PAGE EXCERPT: Begin
Humboldtichthys

Scientific classification
- Kingdom: Animalia
- Phylum: Chordata
- Class: Actinopterygii
- Order: Gymnotiformes
- Family: Sternopygidae
- Subfamily: Sternopyginae
- Genus: †Humboldtichthys Gayet & Meunier, 2000
- Species: †H. kirschbaumi
- Binomial name: †Humboldtichthys kirschbaumi (Gayet & Meunier, 1991)
- Synonyms: Ellisella kirschbaumi Gayet & Meunier, 1991;

= Humboldtichthys =

- Authority: (Gayet & Meunier, 1991)
- Synonyms: Ellisella kirschbaumi Gayet & Meunier, 1991
- Parent authority: Gayet & Meunier, 2000

Extinct genus of fishes

Humboldtichthys is an extinct genus of glass knifefishes from the Miocene Yecua Formation of Bolivia. A single species is currently recognized: Humboldtichthys kirschbaumi.
PAGE EXCERPT: End
ENTRIES SUPPLIED: Begin
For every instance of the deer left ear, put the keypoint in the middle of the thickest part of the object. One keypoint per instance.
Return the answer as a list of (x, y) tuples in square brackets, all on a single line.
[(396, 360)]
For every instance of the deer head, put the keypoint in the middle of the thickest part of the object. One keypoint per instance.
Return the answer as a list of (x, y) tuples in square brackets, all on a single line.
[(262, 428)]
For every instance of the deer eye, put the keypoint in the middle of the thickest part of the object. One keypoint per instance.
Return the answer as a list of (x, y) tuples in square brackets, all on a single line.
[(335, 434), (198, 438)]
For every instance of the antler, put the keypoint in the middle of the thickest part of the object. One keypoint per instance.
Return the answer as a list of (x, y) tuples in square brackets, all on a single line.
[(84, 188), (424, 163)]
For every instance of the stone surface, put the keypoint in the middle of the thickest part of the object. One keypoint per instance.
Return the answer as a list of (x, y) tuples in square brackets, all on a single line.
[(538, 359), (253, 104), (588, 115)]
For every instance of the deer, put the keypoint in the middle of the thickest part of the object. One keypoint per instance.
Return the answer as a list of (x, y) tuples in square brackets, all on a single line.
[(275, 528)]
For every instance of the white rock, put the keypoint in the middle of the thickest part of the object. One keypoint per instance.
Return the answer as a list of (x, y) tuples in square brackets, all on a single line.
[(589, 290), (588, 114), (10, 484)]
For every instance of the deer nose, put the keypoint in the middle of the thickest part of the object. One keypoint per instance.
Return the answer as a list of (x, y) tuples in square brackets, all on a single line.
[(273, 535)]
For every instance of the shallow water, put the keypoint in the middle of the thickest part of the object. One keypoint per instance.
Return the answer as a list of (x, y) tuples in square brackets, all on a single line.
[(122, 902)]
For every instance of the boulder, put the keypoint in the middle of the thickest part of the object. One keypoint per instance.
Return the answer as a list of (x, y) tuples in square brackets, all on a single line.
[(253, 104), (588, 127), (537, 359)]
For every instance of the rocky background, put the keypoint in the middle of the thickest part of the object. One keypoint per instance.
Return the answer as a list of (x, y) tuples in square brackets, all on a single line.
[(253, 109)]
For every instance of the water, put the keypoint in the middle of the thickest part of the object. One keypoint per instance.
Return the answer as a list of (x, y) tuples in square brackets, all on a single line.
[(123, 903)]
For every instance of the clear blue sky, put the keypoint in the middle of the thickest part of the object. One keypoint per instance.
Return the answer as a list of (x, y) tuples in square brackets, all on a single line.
ENTRIES SUPPLIED: End
• [PROBLEM DETAILS]:
Go on with the text on the extinct fish genus Humboldtichthys, starting after its last sentence.

• [ANSWER SPACE]:
==History and naming==
The earliest remains of gymnotiform electric fish were discovered in the Bolivian Yecua Formation 95 km west-northwest of Santa Cruz by petroleum geologists and easily recognized to belong to a gymnotiform fish based on several characteristic anatomical features. From material collected, Gayet & Meunier described Ellisella kirschbaumi in 1991, unaware that the genus name was already occupied by a genus of soft coral (Ellisella). The holotype specimen, RL 1596-4, represents an incomplete fragment of the animal, preserving the posterior (rear) margin of the skull and anterior (front) elements of the body. An additional six fossils were also referred to the genus by Gayet & Meunier. The generic name was eventually realized to be preoccupied, and the animal was given a new genus in 2000, being Humboldtichthys, and the referred specimens were re-examined by Albert & Fink (2007). In their examination they compared the holotype specimen with all 6 referred specimen and 3 further gymnotiform fossils from the Yecua Formation, and they concluded that the collected material represents more than one species, with most specimens potentially representing members of extant genera.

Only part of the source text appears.